__Work to complete__
Copy the saved entries below word for word, leaving out the pictures.

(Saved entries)

▽

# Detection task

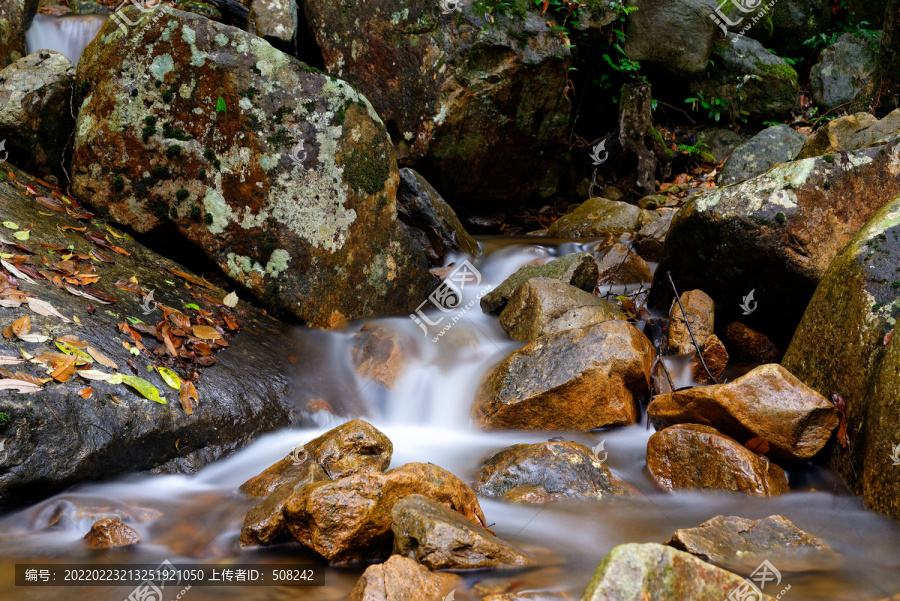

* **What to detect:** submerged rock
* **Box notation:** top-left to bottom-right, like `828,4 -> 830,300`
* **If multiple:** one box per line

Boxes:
481,253 -> 599,313
303,0 -> 571,206
718,124 -> 806,186
391,495 -> 531,570
283,463 -> 486,564
782,195 -> 900,516
347,555 -> 463,601
647,364 -> 838,461
0,50 -> 75,182
472,321 -> 655,431
500,278 -> 625,342
581,543 -> 771,601
0,165 -> 292,509
473,441 -> 631,503
666,515 -> 831,564
397,168 -> 481,266
72,5 -> 437,327
647,424 -> 788,497
650,148 -> 900,332
84,518 -> 141,549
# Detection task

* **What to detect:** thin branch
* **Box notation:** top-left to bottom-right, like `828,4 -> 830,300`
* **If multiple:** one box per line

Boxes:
666,271 -> 719,384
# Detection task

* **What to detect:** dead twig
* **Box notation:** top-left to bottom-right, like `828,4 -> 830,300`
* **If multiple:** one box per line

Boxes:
666,271 -> 719,384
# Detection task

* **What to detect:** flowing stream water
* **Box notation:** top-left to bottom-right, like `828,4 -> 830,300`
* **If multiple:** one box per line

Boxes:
0,238 -> 900,601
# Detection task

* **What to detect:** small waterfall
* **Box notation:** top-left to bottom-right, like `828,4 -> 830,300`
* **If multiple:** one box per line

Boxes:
25,15 -> 107,65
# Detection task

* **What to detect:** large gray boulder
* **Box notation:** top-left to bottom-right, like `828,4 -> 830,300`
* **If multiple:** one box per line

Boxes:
72,5 -> 438,327
626,0 -> 718,77
809,33 -> 878,112
0,50 -> 75,183
718,125 -> 806,186
303,0 -> 572,204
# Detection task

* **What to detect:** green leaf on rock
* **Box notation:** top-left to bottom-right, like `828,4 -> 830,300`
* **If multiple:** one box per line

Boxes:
119,374 -> 169,405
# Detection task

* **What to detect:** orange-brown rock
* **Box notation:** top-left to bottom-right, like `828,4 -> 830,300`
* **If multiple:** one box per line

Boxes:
283,463 -> 486,563
241,419 -> 394,497
647,424 -> 788,497
647,363 -> 838,460
348,555 -> 463,601
691,334 -> 728,382
669,290 -> 715,355
725,321 -> 784,363
84,518 -> 141,549
353,323 -> 417,388
472,321 -> 655,431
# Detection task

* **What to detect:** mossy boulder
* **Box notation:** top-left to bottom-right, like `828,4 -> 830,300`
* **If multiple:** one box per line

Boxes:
782,196 -> 900,517
72,5 -> 437,326
303,0 -> 572,205
691,37 -> 800,121
650,147 -> 900,340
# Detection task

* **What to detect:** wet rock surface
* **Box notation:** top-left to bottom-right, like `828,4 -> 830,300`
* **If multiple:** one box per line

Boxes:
647,364 -> 838,461
391,495 -> 531,570
0,165 -> 292,508
473,441 -> 631,503
472,321 -> 654,431
647,424 -> 788,497
72,5 -> 437,327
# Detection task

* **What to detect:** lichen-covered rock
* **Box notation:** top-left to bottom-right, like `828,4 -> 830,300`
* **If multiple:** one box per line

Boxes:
626,0 -> 718,77
650,148 -> 900,332
283,463 -> 486,563
647,364 -> 838,461
481,253 -> 599,313
246,0 -> 298,54
472,320 -> 655,431
597,242 -> 653,286
391,495 -> 532,570
72,5 -> 437,326
782,196 -> 900,516
691,36 -> 800,121
347,555 -> 463,601
647,424 -> 788,497
303,0 -> 571,203
500,278 -> 625,342
473,441 -> 631,503
718,124 -> 806,186
241,419 -> 394,497
665,515 -> 831,564
0,0 -> 38,68
797,109 -> 900,160
581,543 -> 772,601
397,168 -> 481,266
0,50 -> 75,182
809,33 -> 878,111
547,198 -> 656,238
0,164 -> 292,511
668,290 -> 716,355
84,518 -> 141,549
725,321 -> 784,363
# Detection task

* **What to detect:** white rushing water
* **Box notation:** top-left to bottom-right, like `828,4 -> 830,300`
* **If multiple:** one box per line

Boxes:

△

__Written response__
# Detection task


* **What to detect:** submerged rock
* **Box notation:** top-left to bottom-right, like `828,4 -> 830,300`
* **If multiple:** one box per line

Boxes:
481,253 -> 599,313
303,0 -> 571,206
718,124 -> 806,186
391,495 -> 531,570
283,463 -> 486,564
782,195 -> 900,516
347,555 -> 463,601
647,364 -> 838,461
0,50 -> 75,182
472,321 -> 655,431
500,278 -> 625,342
581,543 -> 771,601
0,165 -> 292,509
473,441 -> 631,503
666,515 -> 831,564
397,168 -> 481,266
72,5 -> 437,327
647,424 -> 788,497
650,148 -> 900,332
84,518 -> 141,549
# Detection task

* **What to detect:** thin branch
* **Box notation:** top-left to bottom-right, like `828,4 -> 830,300`
* **If multiple:** one box per line

Boxes:
666,271 -> 719,384
# Detection task

* **What to detect:** dead twig
* **Box notation:** top-left to bottom-right, like `828,4 -> 830,300`
* **If multiple:** one box per line

Boxes:
666,271 -> 719,384
# Detection task

* **What to detect:** flowing stream water
* **Box notation:** top-left to bottom-right, like `828,4 -> 830,300`
* **If multiple:** one box per line

Boxes:
0,238 -> 900,601
# Detection task

* **What to detect:** small waterfall
* **Box notation:** top-left to bottom-right, like `828,4 -> 830,300`
* **If multiple:** one box per line

Boxes:
25,15 -> 107,65
# Detection task

* **What to detect:** large gray boulder
* **Box notation:** top-left to bottom-right, like `828,4 -> 830,300`
* **If multiple:** one box per line

Boxes:
72,5 -> 438,327
626,0 -> 718,77
809,33 -> 878,112
0,50 -> 75,183
718,125 -> 806,186
303,0 -> 572,204
# Detection task

* **What to detect:** green leaf on rock
* **Box notation:** top-left to bottom-right, like `828,4 -> 830,300`
* **If multiple:** one box per line

Boxes:
119,374 -> 169,405
# Detection task

* **What to detect:** orange-brown rock
* **Box notation:** top-left to bottom-right, like `828,4 -> 830,300`
* **If multiple:** one box per line

Boxes:
283,463 -> 486,563
241,419 -> 394,497
647,424 -> 788,497
647,363 -> 838,460
348,555 -> 463,601
691,334 -> 728,382
669,290 -> 715,355
725,321 -> 784,363
84,518 -> 141,549
353,323 -> 417,388
472,321 -> 655,431
# Detection task

* **What to detect:** mossy boulder
* **Box notation:** top-left to bottom-right, like `828,4 -> 830,300`
* **If multiple:** one box per line

Boxes:
782,196 -> 900,517
72,5 -> 437,326
303,0 -> 572,205
691,37 -> 800,121
650,147 -> 900,340
# Detection task

* **What to detect:** wet rock surface
* **Box notation:** top-left to bottom-right, like `828,4 -> 830,300`
* **If multiple:** one box per line

Boxes:
647,364 -> 838,461
391,495 -> 531,570
0,165 -> 292,508
473,441 -> 631,503
472,321 -> 654,431
647,424 -> 788,497
72,5 -> 437,327
# Detection task

* **What to detect:** lichen-covered rock
* **Box notation:** top-left to bottom-right, like `828,4 -> 830,300`
* **If multiple:** one box per line

Boxes:
626,0 -> 718,77
650,148 -> 900,332
283,463 -> 486,563
647,364 -> 838,461
481,253 -> 599,313
246,0 -> 298,54
472,320 -> 655,431
597,242 -> 653,286
391,495 -> 532,570
72,5 -> 437,326
782,196 -> 900,516
691,36 -> 800,121
347,555 -> 463,601
647,424 -> 788,497
303,0 -> 571,203
500,278 -> 625,342
473,441 -> 631,503
718,124 -> 806,186
241,419 -> 394,497
665,515 -> 831,564
0,0 -> 38,68
797,109 -> 900,160
581,543 -> 772,601
397,168 -> 481,266
0,50 -> 75,182
809,33 -> 878,111
547,198 -> 656,238
0,164 -> 292,511
668,290 -> 716,355
84,518 -> 141,549
725,321 -> 784,363
# Detection task

* **What to detect:** white rushing water
* **Box notation:** top-left to bottom-right, like `828,4 -> 830,300`
* **If multiple:** one box per line

Boxes:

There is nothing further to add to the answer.